◆ AIM OF THE TASK:
Answer these questions from the source text on PostgreSQL connection settings, one answer per line:
1. What is the default value of MAX_CONNECTIONS?
2. Which postmaster flag overrides the SSL parameter?
3. In which directory is the Unix domain socket's device file normally found?

◆ SOURCE TEXT:
○ ○ ○

Connection-Related Parameters

This section looks at the connection-related configuration parameters. Notice that most of the connection-related parameters must be defined at the time that the postmaster starts.

TCPIP_SOCKET

Default Value:

False

Modify Time:

Postmaster startup

Override:

postmaster -i

This parameter determines whether the postmaster listens for connection requests coming from a TCP/IP socket. If TCPIP_SOCKET is false, the postmaster will listen for connection requests coming only from a Unix local domain socket. If TCPIP_SOCKET is true, the postmaster will listen for connection requests coming from a TCP/IP socket, as well as listening for local connection requests. You can override this variable by invoking the postmaster with the -i flag.

SSL

Default Value:

False

Modify Time:

Postmaster startup

Override:

postmaster -l

If true, the SSL parameter tells the postmaster to negotiate with clients over the use of SSL-secured connections. SSL is a protocol that encrypts the data stream flowing between the client and the server. If SSL is true, and the client supports SSL, the data stream will be encrypted; otherwise, PostgreSQL data will be sent in clear-text form. You can override this parameter by invoking the postmaster with the -l flag.

MAX_CONNECTIONS

Default Value:

32

Modify Time:

Postmaster startup

Override:

postmaster -n connections

The MAX_CONNECTIONS parameter determines the maximum number of concurrent client connections that the postmaster will accept. You can increase (or decrease) the maximum number of connections by invoking the postmaster with the -n connections parameter. You also can change the default value for MAX_CONNECTIONS by invoking configure with the --with-maxbackends=connections option when you build PostgreSQL from source code.

PORT

Default Value:

5432

Modify Time:

Postmaster startup

Override:

postmaster -p port

This parameter determines which TCP/IP port the postmaster should listen to. When a remote client application wants to connect to a PostgreSQL server, it must connect to a TCP/IP port where a postmaster is listening for connection requests. The client and server must agree on the same port number. You can override this parameter by invoking the postmaster with the -p port parameter. You can also change the default value for PORT by invoking configure with the --with-pgport=port when you build PostgreSQL from source code.

HOSTNAME_LOOKUP

Default Value:

False

Modify Time:

SIGHUP or Postmaster startup

Override:

None

If HOSTNAME_LOOKUP is False, any connection logs that you are gathering will show the IP address of each client. If HOSTNAME_LOOKUP is True, the postmaster will try to resolve the IP address into a host name and will include the hostname in the log if the resolution succeeds. Warning: this can a real performance hog if your name-resolution mechanism is not configured correctly.

SHOW_SOURCE_PORT

Default Value:

False

Modify Time:

SIGHUP or Postmaster startup

Override:

None

If True, this parameter tells PostgreSQL to log the outgoing port number of all client connections. The PostgreSQL Administrator's Manual says that this option is "pretty useless."

UNIX_SOCKET_DIRECTORY

Default Value:

/tmp

Modify Time:

Postmaster startup

Override:

postmaster -k directory

The postmaster always listens for local connection requests using a Unix domain socket. The socket's device file is normally found in the /tmp directory. You can move the socket device file to a different directory by using the UNIX_SOCKET_DIRECTORY configuration parameter or by invoking the postmaster with the -k directory parameter. You also can change the default value for this parameter by defining the DEFAULT_PGSOCKET_DIR directory when you configure and build PostgreSQL from source code.

○ ○ ○

◆ SOURCE MATERIAL:
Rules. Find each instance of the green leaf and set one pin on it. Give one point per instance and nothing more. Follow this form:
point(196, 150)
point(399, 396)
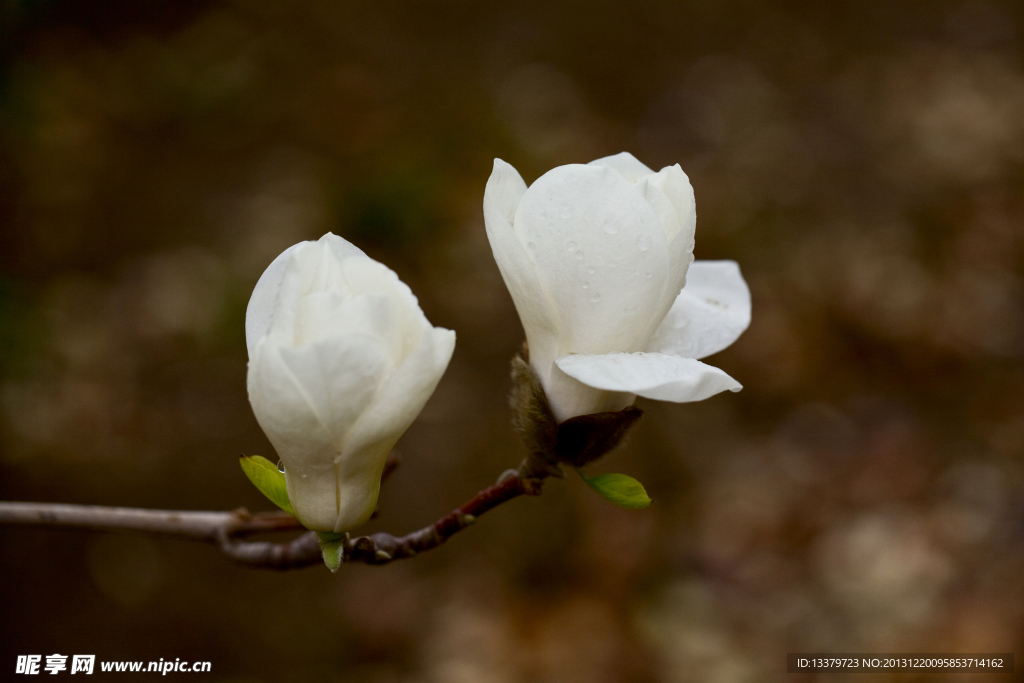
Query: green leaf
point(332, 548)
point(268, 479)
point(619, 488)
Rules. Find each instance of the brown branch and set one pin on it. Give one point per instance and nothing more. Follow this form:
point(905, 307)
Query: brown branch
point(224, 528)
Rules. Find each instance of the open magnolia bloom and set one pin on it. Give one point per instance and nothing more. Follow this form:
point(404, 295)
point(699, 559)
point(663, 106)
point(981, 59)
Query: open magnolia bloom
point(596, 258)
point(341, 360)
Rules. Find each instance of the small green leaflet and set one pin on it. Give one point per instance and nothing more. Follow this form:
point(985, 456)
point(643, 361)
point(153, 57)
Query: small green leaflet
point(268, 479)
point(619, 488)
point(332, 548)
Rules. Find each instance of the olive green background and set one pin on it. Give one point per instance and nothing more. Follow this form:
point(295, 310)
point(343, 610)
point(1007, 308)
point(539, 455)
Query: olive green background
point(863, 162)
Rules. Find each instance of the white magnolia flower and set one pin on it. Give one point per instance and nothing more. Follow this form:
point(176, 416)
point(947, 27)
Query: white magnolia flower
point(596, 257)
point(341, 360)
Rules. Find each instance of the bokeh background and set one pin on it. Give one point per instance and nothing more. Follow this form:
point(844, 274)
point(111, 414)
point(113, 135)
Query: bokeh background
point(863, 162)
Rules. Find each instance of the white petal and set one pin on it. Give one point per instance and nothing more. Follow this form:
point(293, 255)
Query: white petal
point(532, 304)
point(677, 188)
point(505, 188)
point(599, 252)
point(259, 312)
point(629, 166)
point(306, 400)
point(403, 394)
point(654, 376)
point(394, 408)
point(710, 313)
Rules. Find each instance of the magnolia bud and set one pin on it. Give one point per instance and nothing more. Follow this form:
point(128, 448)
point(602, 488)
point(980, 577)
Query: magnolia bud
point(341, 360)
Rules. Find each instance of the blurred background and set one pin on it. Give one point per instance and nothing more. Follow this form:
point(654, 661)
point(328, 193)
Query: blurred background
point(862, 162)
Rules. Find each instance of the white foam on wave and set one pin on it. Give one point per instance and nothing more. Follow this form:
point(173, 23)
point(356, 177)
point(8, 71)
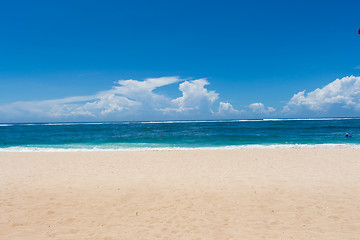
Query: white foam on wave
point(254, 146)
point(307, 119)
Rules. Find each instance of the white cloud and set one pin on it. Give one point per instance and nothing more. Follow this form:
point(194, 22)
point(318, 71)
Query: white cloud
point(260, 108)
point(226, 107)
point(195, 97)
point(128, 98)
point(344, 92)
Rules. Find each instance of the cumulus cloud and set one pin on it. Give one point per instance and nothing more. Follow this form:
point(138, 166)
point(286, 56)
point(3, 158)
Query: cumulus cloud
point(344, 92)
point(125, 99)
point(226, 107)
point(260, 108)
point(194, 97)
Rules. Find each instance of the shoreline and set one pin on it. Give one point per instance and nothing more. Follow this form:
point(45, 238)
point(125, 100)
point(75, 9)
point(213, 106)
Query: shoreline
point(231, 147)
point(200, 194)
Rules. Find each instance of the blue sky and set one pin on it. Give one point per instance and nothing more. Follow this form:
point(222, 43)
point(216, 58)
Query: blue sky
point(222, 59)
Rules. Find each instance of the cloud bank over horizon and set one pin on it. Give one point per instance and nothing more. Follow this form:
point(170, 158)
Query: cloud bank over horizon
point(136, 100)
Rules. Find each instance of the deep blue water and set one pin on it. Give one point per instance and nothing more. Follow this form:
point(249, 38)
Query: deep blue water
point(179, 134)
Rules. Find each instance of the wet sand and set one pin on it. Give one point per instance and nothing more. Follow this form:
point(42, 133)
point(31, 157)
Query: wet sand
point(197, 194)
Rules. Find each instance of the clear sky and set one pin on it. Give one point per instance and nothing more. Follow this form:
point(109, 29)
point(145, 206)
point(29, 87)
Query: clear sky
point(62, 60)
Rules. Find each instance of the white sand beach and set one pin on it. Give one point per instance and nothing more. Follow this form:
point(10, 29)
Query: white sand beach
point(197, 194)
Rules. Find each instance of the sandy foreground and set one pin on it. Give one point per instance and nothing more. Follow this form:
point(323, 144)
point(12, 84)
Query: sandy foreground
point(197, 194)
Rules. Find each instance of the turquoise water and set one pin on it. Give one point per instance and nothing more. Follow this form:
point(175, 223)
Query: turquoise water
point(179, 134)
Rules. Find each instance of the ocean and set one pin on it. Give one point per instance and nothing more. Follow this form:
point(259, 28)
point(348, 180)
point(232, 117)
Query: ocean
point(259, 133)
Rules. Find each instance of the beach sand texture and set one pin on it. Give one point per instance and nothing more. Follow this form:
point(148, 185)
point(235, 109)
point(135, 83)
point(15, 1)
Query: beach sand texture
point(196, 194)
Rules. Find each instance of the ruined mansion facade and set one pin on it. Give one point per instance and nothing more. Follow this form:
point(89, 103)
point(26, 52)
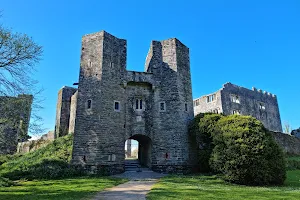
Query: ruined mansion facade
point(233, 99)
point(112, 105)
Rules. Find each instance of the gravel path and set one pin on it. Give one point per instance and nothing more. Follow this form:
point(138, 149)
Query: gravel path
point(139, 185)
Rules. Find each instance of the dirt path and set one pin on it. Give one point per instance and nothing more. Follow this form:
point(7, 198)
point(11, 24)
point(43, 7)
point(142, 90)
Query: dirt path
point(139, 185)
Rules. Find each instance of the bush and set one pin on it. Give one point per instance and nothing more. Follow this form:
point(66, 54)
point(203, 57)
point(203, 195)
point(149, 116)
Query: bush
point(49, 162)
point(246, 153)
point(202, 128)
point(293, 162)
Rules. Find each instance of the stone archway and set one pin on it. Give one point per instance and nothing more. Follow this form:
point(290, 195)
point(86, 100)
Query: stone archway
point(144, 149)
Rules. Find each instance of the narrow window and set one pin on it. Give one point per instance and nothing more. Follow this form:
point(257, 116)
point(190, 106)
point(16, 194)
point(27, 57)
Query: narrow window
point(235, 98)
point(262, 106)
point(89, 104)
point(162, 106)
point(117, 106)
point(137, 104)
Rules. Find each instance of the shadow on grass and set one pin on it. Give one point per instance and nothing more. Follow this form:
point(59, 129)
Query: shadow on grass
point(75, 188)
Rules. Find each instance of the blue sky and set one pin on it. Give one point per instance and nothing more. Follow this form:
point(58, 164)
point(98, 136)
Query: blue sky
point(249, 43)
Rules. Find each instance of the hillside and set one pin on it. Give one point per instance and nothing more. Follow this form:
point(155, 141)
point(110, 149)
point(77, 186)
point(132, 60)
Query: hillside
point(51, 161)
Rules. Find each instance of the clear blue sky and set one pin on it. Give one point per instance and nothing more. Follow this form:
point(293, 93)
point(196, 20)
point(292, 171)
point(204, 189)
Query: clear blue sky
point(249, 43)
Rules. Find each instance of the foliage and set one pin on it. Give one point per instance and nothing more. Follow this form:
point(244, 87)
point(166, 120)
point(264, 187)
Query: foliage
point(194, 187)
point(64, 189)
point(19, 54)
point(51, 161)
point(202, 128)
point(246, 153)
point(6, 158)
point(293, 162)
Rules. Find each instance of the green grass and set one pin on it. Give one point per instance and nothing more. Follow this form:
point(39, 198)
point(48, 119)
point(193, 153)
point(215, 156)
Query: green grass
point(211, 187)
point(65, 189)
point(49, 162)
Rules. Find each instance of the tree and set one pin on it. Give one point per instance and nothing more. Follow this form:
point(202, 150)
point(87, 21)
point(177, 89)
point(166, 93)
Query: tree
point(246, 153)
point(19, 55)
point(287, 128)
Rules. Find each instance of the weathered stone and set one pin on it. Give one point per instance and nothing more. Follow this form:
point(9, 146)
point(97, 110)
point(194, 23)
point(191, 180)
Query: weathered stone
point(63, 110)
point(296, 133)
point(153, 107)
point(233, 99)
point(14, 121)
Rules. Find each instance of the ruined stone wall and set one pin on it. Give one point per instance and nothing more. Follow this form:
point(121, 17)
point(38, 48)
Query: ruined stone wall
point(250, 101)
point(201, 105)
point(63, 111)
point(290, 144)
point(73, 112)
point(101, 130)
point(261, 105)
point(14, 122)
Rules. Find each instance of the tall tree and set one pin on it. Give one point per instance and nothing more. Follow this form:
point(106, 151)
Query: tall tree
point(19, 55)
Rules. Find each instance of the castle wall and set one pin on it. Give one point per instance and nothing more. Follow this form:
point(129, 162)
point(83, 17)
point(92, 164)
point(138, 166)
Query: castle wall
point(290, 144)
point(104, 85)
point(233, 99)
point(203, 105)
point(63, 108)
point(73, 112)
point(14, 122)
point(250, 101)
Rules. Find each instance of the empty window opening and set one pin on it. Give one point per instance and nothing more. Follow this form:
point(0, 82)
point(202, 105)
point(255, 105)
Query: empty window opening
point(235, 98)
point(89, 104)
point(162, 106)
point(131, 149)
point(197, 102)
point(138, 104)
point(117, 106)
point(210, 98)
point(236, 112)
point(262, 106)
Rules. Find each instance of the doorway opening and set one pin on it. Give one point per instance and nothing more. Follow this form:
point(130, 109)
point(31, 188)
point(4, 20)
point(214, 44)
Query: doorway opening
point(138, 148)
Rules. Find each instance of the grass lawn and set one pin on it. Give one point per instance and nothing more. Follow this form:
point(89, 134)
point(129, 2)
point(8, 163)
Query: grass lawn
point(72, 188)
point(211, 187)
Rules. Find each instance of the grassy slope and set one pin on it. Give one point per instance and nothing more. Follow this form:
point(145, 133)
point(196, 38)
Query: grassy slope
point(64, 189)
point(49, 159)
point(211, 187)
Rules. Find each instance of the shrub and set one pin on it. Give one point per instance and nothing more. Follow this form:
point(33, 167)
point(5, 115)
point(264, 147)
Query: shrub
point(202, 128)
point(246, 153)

○ ○ ○

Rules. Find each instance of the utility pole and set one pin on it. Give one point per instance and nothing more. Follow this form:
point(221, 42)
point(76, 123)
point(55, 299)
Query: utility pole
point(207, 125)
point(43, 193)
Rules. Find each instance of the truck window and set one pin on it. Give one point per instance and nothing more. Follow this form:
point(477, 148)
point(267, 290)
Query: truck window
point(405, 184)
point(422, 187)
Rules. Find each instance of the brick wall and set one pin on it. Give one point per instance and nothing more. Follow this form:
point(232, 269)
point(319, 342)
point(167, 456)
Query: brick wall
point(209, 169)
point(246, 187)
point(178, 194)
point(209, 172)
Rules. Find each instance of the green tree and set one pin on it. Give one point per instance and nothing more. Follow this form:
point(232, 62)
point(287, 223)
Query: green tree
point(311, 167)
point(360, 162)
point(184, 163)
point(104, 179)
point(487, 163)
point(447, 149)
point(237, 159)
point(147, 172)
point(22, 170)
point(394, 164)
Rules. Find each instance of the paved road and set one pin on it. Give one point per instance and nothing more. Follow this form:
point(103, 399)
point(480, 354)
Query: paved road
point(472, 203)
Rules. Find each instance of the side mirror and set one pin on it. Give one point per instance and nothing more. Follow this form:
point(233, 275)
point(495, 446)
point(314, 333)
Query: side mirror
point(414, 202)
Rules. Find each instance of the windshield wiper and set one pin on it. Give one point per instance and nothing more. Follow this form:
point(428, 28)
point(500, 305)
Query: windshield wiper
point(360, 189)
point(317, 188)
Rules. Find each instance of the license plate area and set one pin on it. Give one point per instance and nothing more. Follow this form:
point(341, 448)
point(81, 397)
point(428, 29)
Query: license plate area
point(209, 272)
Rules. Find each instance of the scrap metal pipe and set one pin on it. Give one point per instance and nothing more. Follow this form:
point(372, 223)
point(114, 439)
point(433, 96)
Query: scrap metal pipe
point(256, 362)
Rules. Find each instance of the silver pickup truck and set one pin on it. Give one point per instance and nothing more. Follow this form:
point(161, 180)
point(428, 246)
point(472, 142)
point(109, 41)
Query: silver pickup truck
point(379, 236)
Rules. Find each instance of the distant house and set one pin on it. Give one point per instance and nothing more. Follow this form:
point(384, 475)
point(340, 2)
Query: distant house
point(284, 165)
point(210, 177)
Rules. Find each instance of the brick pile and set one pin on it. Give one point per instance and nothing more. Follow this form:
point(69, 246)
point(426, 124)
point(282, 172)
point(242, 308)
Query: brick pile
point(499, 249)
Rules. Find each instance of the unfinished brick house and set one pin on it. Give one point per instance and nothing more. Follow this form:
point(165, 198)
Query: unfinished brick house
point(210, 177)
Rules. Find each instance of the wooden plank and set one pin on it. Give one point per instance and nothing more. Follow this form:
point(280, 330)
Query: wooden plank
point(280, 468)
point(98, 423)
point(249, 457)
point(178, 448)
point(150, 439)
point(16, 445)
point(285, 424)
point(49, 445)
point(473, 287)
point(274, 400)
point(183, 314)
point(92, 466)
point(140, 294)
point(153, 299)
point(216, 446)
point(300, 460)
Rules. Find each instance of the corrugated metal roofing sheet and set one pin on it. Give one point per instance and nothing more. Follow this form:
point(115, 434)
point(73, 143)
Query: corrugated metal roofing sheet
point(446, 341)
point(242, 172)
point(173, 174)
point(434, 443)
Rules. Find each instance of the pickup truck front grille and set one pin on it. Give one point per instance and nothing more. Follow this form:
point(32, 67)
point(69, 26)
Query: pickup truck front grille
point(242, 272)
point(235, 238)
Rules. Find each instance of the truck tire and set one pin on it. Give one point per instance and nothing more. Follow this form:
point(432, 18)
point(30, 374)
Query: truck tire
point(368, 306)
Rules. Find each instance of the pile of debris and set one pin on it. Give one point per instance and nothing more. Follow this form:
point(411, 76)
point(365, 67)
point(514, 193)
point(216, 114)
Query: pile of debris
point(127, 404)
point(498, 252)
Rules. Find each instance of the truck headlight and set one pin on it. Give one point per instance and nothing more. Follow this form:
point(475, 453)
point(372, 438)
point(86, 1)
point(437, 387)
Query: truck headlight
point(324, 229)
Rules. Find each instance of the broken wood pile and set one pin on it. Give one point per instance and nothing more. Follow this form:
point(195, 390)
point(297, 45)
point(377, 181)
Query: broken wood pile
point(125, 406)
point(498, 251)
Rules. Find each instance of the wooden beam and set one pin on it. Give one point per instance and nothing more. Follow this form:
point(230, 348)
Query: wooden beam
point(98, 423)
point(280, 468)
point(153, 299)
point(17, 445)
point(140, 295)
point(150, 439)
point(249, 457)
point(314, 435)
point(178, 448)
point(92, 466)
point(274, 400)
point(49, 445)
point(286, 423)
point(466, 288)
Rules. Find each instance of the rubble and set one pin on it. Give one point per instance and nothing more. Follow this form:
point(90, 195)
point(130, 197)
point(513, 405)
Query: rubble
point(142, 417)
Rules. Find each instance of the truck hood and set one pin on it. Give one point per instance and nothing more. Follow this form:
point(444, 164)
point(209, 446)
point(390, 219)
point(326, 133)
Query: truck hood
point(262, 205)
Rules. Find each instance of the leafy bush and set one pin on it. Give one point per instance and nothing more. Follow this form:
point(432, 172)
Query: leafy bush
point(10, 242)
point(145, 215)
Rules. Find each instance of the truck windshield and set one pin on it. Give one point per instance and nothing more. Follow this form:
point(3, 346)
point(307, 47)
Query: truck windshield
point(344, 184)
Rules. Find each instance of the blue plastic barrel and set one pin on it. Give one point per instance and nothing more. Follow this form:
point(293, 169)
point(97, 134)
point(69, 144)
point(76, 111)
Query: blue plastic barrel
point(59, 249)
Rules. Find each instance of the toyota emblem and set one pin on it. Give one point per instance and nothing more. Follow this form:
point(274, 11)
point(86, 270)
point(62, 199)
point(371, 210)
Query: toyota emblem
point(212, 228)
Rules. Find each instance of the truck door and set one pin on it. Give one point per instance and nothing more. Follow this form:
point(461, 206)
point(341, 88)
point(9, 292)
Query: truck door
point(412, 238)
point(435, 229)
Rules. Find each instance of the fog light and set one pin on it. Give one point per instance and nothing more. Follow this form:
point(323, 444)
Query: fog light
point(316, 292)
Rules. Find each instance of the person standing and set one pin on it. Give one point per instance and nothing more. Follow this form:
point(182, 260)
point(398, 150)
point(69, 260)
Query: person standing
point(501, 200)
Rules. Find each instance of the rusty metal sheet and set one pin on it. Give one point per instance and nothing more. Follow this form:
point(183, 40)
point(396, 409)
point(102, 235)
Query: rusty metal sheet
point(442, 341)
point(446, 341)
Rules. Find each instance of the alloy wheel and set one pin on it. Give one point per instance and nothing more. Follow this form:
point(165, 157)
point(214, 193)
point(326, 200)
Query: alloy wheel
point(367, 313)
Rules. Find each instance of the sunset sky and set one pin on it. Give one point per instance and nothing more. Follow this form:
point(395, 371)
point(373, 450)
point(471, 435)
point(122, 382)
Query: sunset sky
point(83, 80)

○ ○ ○

◆ EXERCISE SOLUTION:
1. 32
2. -l
3. /tmp